課題の指示 →
下に掲げる若山牧水の歌集についての文章から、「よく、この白鳥(鴎などの白い」から「園田小枝子という女性だった。」までを両端も含めて一字一句そのまま書き写してください。

夢かよふ

古典文学大好きな国語教師が、日々の悪戦苦闘ぶりと雑感を紹介しています。

歌学び、初学び (その二十)

2015-02-11 23:15:48 | 短歌
今月の「初心者短歌講座」の前半は、若山牧水の処女歌集『海の声』(明治41年)について、先生の解説。

今回、『海の声』から取り上げられたのは、次の十首。

①白鳥(しらとり)は哀しからずや空の青海のあをにも染まずただよふ
②ああ接吻(くちづけ)海そのままに日は行かず鳥翔(ま)ひながら死(う)せ果てよいま
③山を見よ山に日は照る海を見よ海に日は照るいざ唇(くち)を君
④手をとりてわれらは立てり春の日のみどりの海の無限の岸に
⑤春の海さして船行く山かげの名もなき港昼の鐘鳴る
⑥人といふものあり海の真蒼(まさを)なる底にくぐりて魚(な)をとりて食(は)む
⑦山恋しその山すその秋の樹の樹(こ)の間を縫へる青き水はた
⑧母恋しかかる夕べのふるさとの桜咲くらむ山の姿よ
⑨酒の香の恋しき日なり常磐樹(ときはぎ)に秋のひかりをうち眺めつつ
⑩秋の灯や壁にかかれる古帽子袴のさまも身にしむ夜なり


以下、先生がそれぞれの歌について評していた言葉を摘記しておく。

①牧水の名を高からしめた歌で、当時はまだ早稲田大の学生で(明治40年)、23歳くらいだったはず。
よく、この白鳥(鴎などの白い海鳥)が海に浮いているか、空を飛んでいるかが議論になるが、どちらでもよい。
牧水は九州・宮崎の出身で、東臼杵郡坪谷(つぼや)村、耳川の上流に実家がある。その付近にある尾鈴山は、終生牧水の脳裏にあった。

②口づけに感激するあまり、海も太陽も動きをやめ、鳥も飛んだまま死んでしまえと言っている。これは、牧水が房州を旅行したときの歌で(明治40年)、同行した相手は園田小枝子という女性だった。

提示データ →
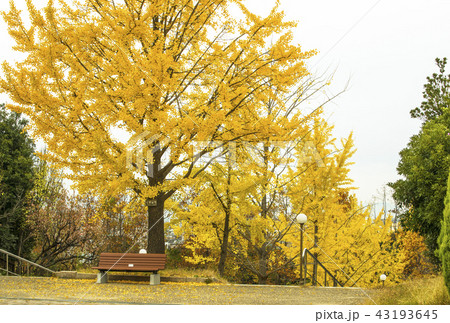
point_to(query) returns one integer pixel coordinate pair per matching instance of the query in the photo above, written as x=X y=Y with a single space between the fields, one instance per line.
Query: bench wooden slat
x=140 y=262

解答全文 →
よく、この白鳥(鴎などの白い海鳥)が海に浮いているか、空を飛んでいるかが議論になるが、どちらでもよい。
牧水は九州・宮崎の出身で、東臼杵郡坪谷(つぼや)村、耳川の上流に実家がある。その付近にある尾鈴山は、終生牧水の脳裏にあった。

②口づけに感激するあまり、海も太陽も動きをやめ、鳥も飛んだまま死んでしまえと言っている。これは、牧水が房州を旅行したときの歌で(明治40年)、同行した相手は園田小枝子という女性だった。